* What the task requires *
Take the line containing "like [[380, 368]]." and all lines after it to the end of the records, and output them exactly.

* Task material *
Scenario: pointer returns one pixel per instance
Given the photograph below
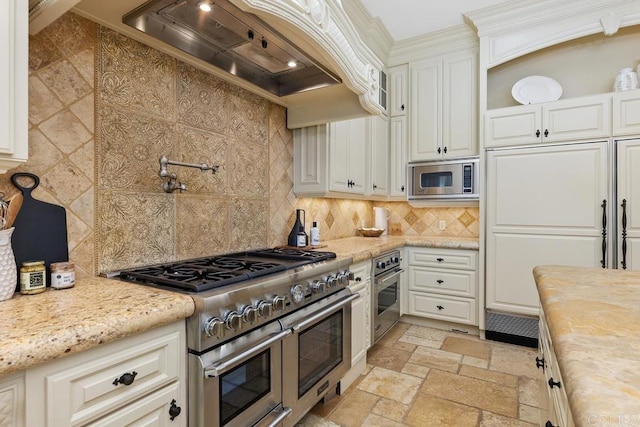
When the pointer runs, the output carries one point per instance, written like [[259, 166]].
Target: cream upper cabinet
[[398, 90], [565, 120], [14, 71], [398, 157], [443, 107], [378, 181], [545, 206], [626, 113]]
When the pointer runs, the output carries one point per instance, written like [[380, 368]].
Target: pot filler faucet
[[172, 184]]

* Reply to the task *
When the pointer runs, the output carries one point per instance, written like [[380, 368]].
Target: pot filler faucet
[[172, 184]]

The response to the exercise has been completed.